-- Exercise materials follows --

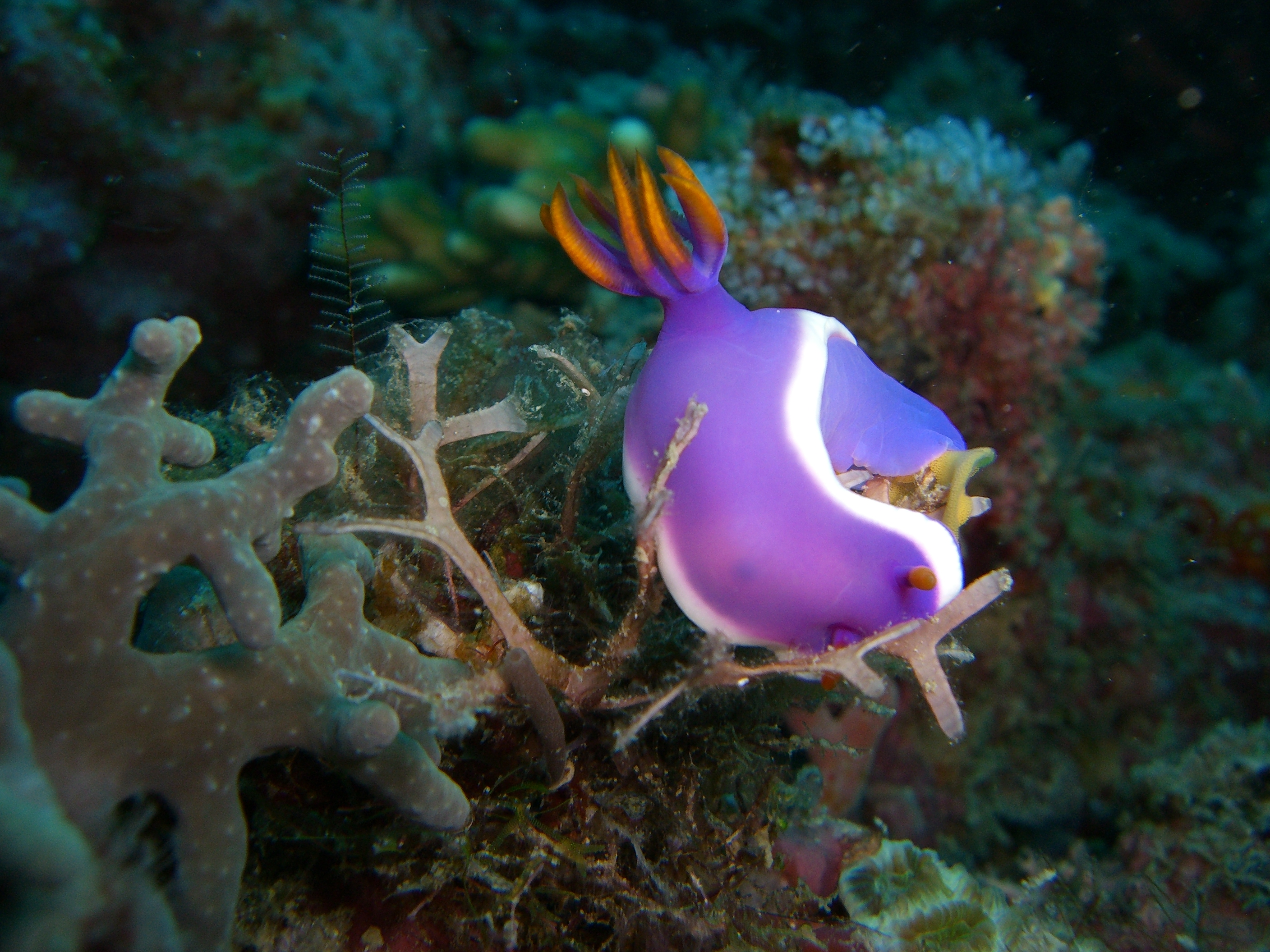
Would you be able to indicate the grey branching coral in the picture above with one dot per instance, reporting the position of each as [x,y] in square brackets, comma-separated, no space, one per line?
[110,721]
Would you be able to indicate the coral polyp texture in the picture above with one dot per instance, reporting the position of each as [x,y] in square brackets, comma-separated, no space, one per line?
[111,721]
[957,270]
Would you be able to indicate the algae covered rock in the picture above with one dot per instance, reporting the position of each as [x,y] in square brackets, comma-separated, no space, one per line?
[910,900]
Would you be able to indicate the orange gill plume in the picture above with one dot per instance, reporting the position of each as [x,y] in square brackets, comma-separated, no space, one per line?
[652,257]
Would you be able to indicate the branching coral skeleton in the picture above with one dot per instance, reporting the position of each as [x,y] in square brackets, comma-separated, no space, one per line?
[584,687]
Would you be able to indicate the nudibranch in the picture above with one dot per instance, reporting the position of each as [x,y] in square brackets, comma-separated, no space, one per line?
[819,502]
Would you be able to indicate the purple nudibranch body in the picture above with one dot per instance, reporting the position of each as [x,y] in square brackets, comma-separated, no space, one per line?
[763,542]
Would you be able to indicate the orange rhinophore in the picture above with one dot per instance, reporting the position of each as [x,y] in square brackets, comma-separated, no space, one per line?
[653,257]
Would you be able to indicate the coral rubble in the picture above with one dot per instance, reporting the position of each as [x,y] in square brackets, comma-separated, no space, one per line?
[936,245]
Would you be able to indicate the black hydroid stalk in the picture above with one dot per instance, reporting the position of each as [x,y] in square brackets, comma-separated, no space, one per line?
[345,279]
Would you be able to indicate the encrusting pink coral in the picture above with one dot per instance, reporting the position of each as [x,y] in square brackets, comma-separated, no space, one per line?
[111,721]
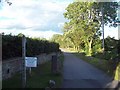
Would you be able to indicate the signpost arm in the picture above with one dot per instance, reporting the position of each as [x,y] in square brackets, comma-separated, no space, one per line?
[23,62]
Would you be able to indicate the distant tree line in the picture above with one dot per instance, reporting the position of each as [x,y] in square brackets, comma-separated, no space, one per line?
[12,46]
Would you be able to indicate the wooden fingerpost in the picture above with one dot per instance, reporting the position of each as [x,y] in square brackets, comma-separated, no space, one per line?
[23,62]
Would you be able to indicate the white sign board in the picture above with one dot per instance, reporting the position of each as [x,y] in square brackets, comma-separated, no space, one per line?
[30,61]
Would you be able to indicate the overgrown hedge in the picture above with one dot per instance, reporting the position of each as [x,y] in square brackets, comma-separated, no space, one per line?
[12,46]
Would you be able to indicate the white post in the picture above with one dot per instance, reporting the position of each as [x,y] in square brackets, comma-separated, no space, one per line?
[30,71]
[23,61]
[102,27]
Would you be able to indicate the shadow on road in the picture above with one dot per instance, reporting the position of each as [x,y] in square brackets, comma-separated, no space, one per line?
[90,77]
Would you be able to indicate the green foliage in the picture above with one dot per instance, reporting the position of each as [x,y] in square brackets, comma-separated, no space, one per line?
[39,77]
[12,46]
[82,32]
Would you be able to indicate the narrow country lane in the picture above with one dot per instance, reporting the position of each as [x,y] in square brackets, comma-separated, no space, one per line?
[79,74]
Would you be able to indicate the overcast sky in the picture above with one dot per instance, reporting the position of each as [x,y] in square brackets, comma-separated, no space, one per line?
[36,18]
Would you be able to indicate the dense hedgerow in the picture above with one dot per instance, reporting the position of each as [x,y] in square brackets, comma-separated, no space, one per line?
[12,46]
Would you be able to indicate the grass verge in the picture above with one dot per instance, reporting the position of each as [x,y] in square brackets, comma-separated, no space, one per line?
[39,77]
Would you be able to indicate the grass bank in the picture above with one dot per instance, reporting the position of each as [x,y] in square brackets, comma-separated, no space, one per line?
[39,77]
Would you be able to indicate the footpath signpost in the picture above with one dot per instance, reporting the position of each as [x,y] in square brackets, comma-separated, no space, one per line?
[30,62]
[26,62]
[23,61]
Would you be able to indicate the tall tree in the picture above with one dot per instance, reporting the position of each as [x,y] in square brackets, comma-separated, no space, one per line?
[85,18]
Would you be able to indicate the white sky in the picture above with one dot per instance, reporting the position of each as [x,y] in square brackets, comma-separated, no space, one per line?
[37,18]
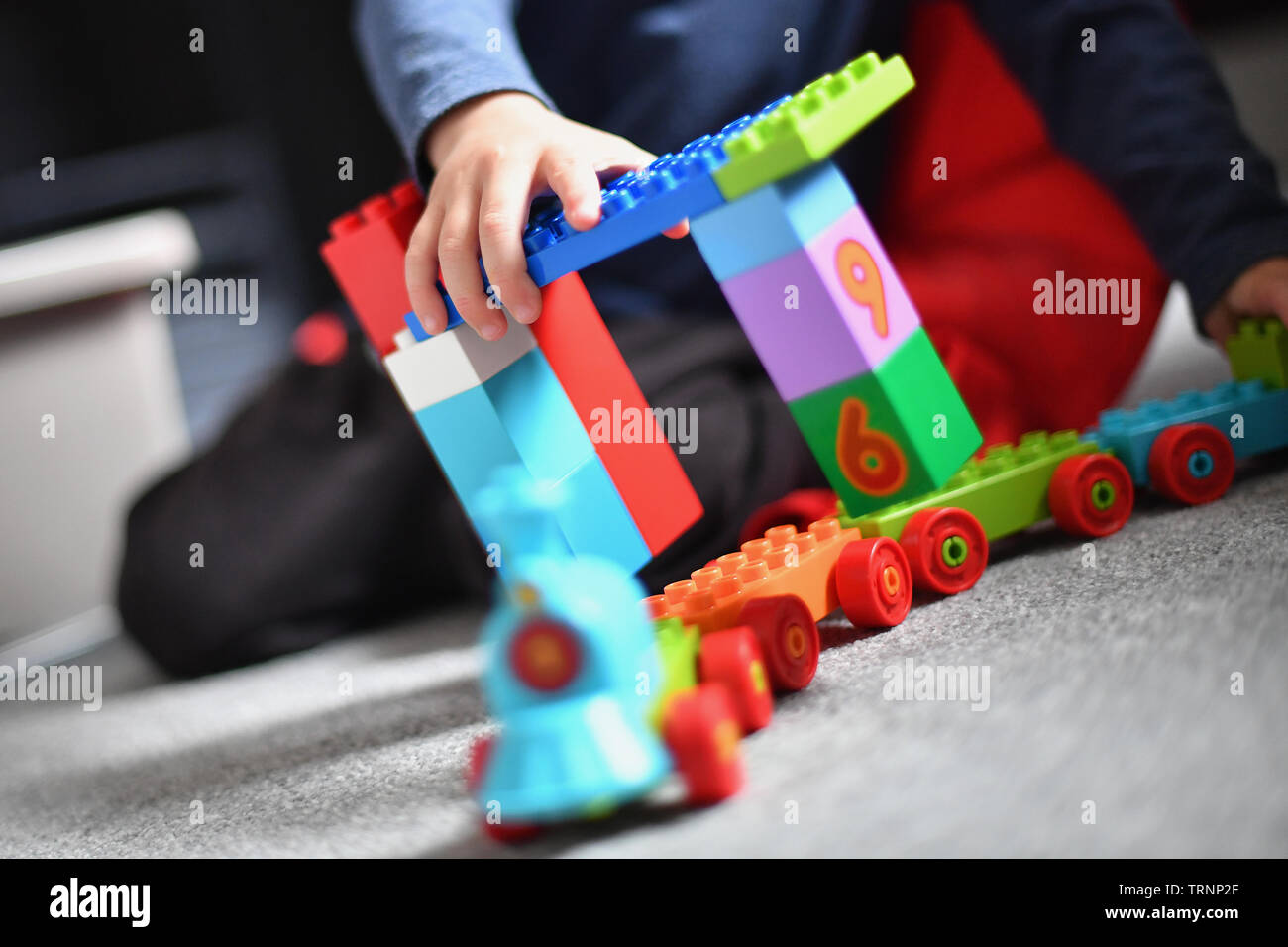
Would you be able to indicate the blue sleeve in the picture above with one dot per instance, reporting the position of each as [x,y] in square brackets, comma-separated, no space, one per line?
[1146,114]
[423,56]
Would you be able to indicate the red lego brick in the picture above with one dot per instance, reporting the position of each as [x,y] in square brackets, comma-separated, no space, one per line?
[366,256]
[592,372]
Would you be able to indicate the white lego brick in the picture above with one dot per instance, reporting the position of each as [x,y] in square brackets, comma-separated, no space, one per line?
[454,361]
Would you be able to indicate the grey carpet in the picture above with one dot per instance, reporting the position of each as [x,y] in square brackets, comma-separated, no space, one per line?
[1108,684]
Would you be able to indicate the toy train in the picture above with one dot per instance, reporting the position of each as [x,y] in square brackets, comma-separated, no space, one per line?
[570,644]
[600,699]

-- Exercise materials concluded --

**What is being asked:**
Reproduce the data in full. Do not carry over any picture.

**Expected output:**
Would you be able to indicate the grey branching coral in the picture above with one dot per instance, reporting the position of each as [x,y] in square brackets, comma-separated, no space, one per line?
[110,721]
Would you be able to indicate the coral polyp texture in the picture above with one dot per instance, reporting the position of each as [x,y] in square brackets, comma-separated, no space, one per line?
[111,721]
[957,270]
Would you be able to indicate the algae covered rock in the picture above with one dot per instance, reporting the position of each as [x,y] in square brackets, comma-separated, no space, one per line?
[910,900]
Would you be able to indicate the orange gill plume in the picture above with one dot per instance, reporting the position of each as [x,y] in square brackets, comma-separated, no space, one per line?
[652,257]
Would you be able to indicate the branching coral skeleton in the picture above with one dot per instance, reporting the position of each as [x,y] in square brackets, comma-separated, no space, one per line?
[584,687]
Would you be able to indicate the nudibranch in the picture above with one dot per instance, reporting the position of each as [x,y] in square brackets, comma-separated, no space, one per line?
[819,502]
Would you be able to indicate the purple nudibranch body in the picture above with one dot per instance, reporting the position of each as [x,y] in square brackets, comma-separated, no space, one per line?
[763,542]
Would you be able to indicate the orange rhinophore in the picture above with one dot per instance, reporting the position of each as [x,y] in square brackets, comma-separated, no space, one per line?
[653,257]
Would you be able to indicate the coral rubble in the picture above with one dot per instance, reporting the position of each as [x,y] in square brackets, comma-separated, no space, one per line?
[936,245]
Would you be able to indicate the black hydroid stalk in the picture above with one dot per instance, reporting the position of each as [x,y] in square brackets, comma-separated, no space, one per line?
[345,279]
Would you be able to indicate the encrusting pink coral in the picture above with one dot per instance, reporting the position of each as [x,y] in square brackets, comma-separated, no space, one per line?
[111,721]
Would you be able to indicate the signpost arm in the picture above with one dot per instance, reporting the position of each as [x,y] in square brackets, comma-separated, no space, one per line?
[23,62]
Would you be able to indicate the distant tree line in the picture above with one dot per instance, reporting the position of each as [x,y] in square brackets, comma-separated, no space, one per line?
[12,46]
Would you be able to indicate the wooden fingerpost in the picture above with one dot per instance, reporting the position of each as [x,y] in square brackets, comma-separated, no space, one per line?
[23,62]
Would you be able to indicate the white sign board in the picture above with one dot per instance, reporting the position of each as [x,y] in square brackets, comma-separated, no space, one per line?
[30,61]
Would you be able to indicate the overgrown hedge in the picture above with one dot per instance, reporting the position of each as [x,y] in square brackets, comma-separated, no space, one per line?
[12,46]
Would you be able to indicate the white post in the picture above with one dot per instance, reporting the position of each as [x,y] in square brackets, comma-separated, no space, one per line?
[30,71]
[23,61]
[102,27]
Would you be able to indicate the shadow on road in the picture above with one dot per instance, reporting the position of each as [x,y] in square brackets, comma-separated, no space, one per line?
[90,77]
Would you be able to indicate the green foliage in the picture above with one dot per instance, reporting the position of each as [x,y] in square brackets, comma-separated, no space, one per line?
[39,77]
[12,46]
[82,32]
Would you be able to indicate the narrow country lane in the picture above with one dot per instance, reporting the position of each as [x,y] in square brackets, comma-separated, no space, one per line?
[79,74]
Would you be able to indicate the overcast sky in the picture above with one dot per instance, reporting the position of each as [x,y] in square brackets, comma-separated, no space, one per line?
[36,18]
Would you be able to indicate the dense hedgerow in the picture above with one dot per instance, reporting the position of each as [x,y] in square brackets, comma-separated, no space, one per line?
[12,46]
Would you be able to indicate the grass verge in the picture above with one dot per instance, reporting the position of each as [x,y] in square brackets, comma-separated, no space, one per line?
[39,77]
Would you be able to indicate the grass bank in the picture above with one dot per instance, reporting the position of each as [x,y] in square brackets, comma-separated, no space, one per line?
[39,77]
Would you be able to indicate the footpath signpost in the picture above with one dot per instance, reporting the position of each as [x,y] in square brackets, comma-separated, no space, one per line?
[30,62]
[26,62]
[23,61]
Would you be able to indicate the tall tree in the picture above with one dot per instance, reporting the position of each as [x,y] in square brackets, comma-separated, no space, one per line?
[85,18]
Would you be able to indicate the white sky in the picture above with one dot per instance, reporting the position of each as [x,y] in square brackets, comma-separated, no space, one per line?
[37,18]
Would you be able to indicate the blue sleeve in the picture above with one dot per instance, reporting the position of each as [x,y] in square brackets, comma-separated, no space, one per line?
[1146,114]
[423,56]
Would you be able to indicate the red lego brick in the picture above with one dot per instance, reporting the position of each as [x,y] in square brackets, comma-separated, no space, one per line?
[366,256]
[592,372]
Would you be able to indicate the white lego brick in the picture above with one dot per instance, reporting the position of each as [x,y] in square brackets, comma-separated, no space, one per line?
[454,361]
Would you be able to indicate the grey carpet in the picture above with one dot per instance, reporting the position of each as [x,y] in square brackets, comma-separated, no space, one per line?
[1108,684]
Would you be able to indicate the toy train in the picture above with one dot per instance, reporting the position of each as [x,y] in square brackets, comma-separated, no space, one per line?
[570,644]
[600,699]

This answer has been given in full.